TASK BRIEF: Each record must appear in the answer exactly as given.

RECORDS FOR THE TASK:
--- START ---

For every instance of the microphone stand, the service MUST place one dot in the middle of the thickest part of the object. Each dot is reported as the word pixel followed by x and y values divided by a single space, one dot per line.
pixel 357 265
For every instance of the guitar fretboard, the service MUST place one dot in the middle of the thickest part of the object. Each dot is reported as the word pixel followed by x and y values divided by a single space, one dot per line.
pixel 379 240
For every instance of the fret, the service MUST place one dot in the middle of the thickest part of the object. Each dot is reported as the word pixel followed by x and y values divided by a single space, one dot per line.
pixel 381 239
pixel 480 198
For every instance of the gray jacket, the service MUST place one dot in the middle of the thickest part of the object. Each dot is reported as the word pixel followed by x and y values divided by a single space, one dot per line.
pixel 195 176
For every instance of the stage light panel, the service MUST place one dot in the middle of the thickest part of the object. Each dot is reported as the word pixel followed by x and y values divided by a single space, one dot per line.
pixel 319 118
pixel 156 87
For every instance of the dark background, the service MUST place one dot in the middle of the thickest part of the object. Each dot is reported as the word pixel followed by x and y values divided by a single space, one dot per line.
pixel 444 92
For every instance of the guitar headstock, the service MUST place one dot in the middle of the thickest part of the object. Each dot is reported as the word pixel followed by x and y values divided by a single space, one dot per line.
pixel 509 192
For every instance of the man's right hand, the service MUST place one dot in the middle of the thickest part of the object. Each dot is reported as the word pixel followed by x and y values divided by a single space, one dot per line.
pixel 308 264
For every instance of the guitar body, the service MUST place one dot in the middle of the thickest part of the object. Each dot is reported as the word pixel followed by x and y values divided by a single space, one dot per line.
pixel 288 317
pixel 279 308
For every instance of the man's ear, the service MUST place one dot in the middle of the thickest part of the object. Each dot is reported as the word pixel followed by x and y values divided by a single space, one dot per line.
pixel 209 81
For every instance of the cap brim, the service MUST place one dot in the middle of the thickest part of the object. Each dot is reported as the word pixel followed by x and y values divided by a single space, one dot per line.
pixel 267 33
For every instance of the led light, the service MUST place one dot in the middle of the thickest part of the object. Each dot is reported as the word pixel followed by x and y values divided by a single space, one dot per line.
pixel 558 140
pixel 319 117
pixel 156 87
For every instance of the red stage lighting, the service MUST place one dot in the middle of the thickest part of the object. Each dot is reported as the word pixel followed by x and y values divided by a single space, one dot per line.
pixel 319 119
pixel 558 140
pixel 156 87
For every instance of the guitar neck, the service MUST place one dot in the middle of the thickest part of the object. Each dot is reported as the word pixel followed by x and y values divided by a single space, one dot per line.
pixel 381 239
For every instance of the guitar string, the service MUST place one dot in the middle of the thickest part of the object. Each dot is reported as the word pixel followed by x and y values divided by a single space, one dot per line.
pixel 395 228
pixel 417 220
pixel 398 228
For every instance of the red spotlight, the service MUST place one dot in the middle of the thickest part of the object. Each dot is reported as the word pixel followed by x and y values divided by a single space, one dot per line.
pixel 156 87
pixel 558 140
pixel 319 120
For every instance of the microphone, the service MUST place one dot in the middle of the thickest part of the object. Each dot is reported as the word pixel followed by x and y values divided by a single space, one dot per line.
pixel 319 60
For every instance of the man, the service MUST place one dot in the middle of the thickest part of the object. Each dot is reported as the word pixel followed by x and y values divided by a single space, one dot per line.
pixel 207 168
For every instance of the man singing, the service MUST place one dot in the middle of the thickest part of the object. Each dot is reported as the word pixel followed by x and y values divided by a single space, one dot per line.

--- END ---

ANSWER TO THIS PROBLEM:
For every instance of the microphone stand, the service MUST place one dot in the middle of the thickest part of the object. Each dot is reported as the word pixel followed by x and y values divided by a single space, one dot per line.
pixel 357 265
For every instance of the guitar fretboard, the service MUST place one dot in the middle of the thickest part of the object. Each dot is reported as the word pixel followed by x and y values divided by a single space, one dot per line.
pixel 379 240
For every instance of the fret, the service MUST place one dot in the middle of the thickest part of the object. Each dot is reported as the word pixel followed by x and y values divided by a single space, one dot per line.
pixel 381 239
pixel 480 198
For every instance of the gray jacket, the service MUST place one dot in the middle of the thickest part of the object. Each dot is reported as the word pixel followed by x and y values divided by a single space, one dot per line.
pixel 195 176
For every instance of the stage light panel, the service MUST place one dot in the middle of the thickest part of the object. Each dot is reported as the word pixel followed by x and y values divided by a single space, one dot per line.
pixel 319 118
pixel 156 87
For every instance of the dark background, the service MUST place one dot in the middle of the thickest part of the object. Each dot is reported as the word pixel followed by x and y values divided by a single space, one dot per line.
pixel 444 92
For every instance of the guitar headstock, the service MUST place one dot in the middle of the thickest part of the object. Each dot is reported as the word pixel followed by x and y values divided by a single space, one dot per line.
pixel 509 192
For every instance of the man's right hand, the service MUST place one dot in the middle of the thickest part of the object. Each dot is reported as the word pixel followed by x and y values divided by a single space, one dot per line.
pixel 308 264
For every instance of the guitar body, the service MUST place one dot in the middle of the thickest part of the object. Each dot is reported as the word pixel followed by x and y values divided by a single space, one dot per line.
pixel 288 317
pixel 279 308
For every instance of the man's ear, the service MUST place one dot in the middle of the thickest part of the object. Each dot is reported as the word pixel followed by x and y values divided by a single space, one dot per line.
pixel 209 81
For every instance of the cap brim, the service MUST place one dot in the middle of the thickest part of the object. Each dot is reported as the word pixel followed by x and y values divided by a single space, one dot per line.
pixel 267 33
For every instance of the led light, the service MUST place one dot in the middle of the thickest part of the object. Each dot is reported as the word pixel followed by x and y values divided by a single space, one dot per line.
pixel 558 140
pixel 319 117
pixel 156 87
For every instance of the red stage lighting, the service MUST place one dot in the middle of the thickest part of the object. Each dot is reported as the word pixel followed by x and y values divided by a single space, one dot per line.
pixel 319 119
pixel 558 140
pixel 156 87
For every instance of the guitar neck, the service MUST place one dot in the middle of the thickest part of the object. Each dot is reported as the word pixel followed by x and y values divided by a single space, one dot per line.
pixel 381 239
For every instance of the guitar string, the service MUST place one dot in the middle of the thickest part of the object. Each dot is reported as the word pixel followed by x and y values divided by a single space, one dot per line.
pixel 395 228
pixel 417 220
pixel 398 228
For every instance of the red spotlight, the service MUST place one dot in the middle of the thickest part of the object. Each dot is reported as the word pixel followed by x and y values divided by a single space, one dot per line.
pixel 156 87
pixel 558 140
pixel 319 120
For every instance of the microphone, the service MUST place one dot in the middle of the thickest part of the object. Each dot is reported as the word pixel followed by x and y values divided by a single space, one dot per line.
pixel 319 60
For every instance of the man, the service MUST place one dot in the middle of the thickest part of the object. Each dot is reported as the word pixel followed by x and y values divided by a single space, one dot per line.
pixel 207 168
For every instance of the man singing, the service MUST place one dot in the middle of the thickest part of the object. Each dot is reported as the word pixel followed by x and y values divided by a single space, one dot per line.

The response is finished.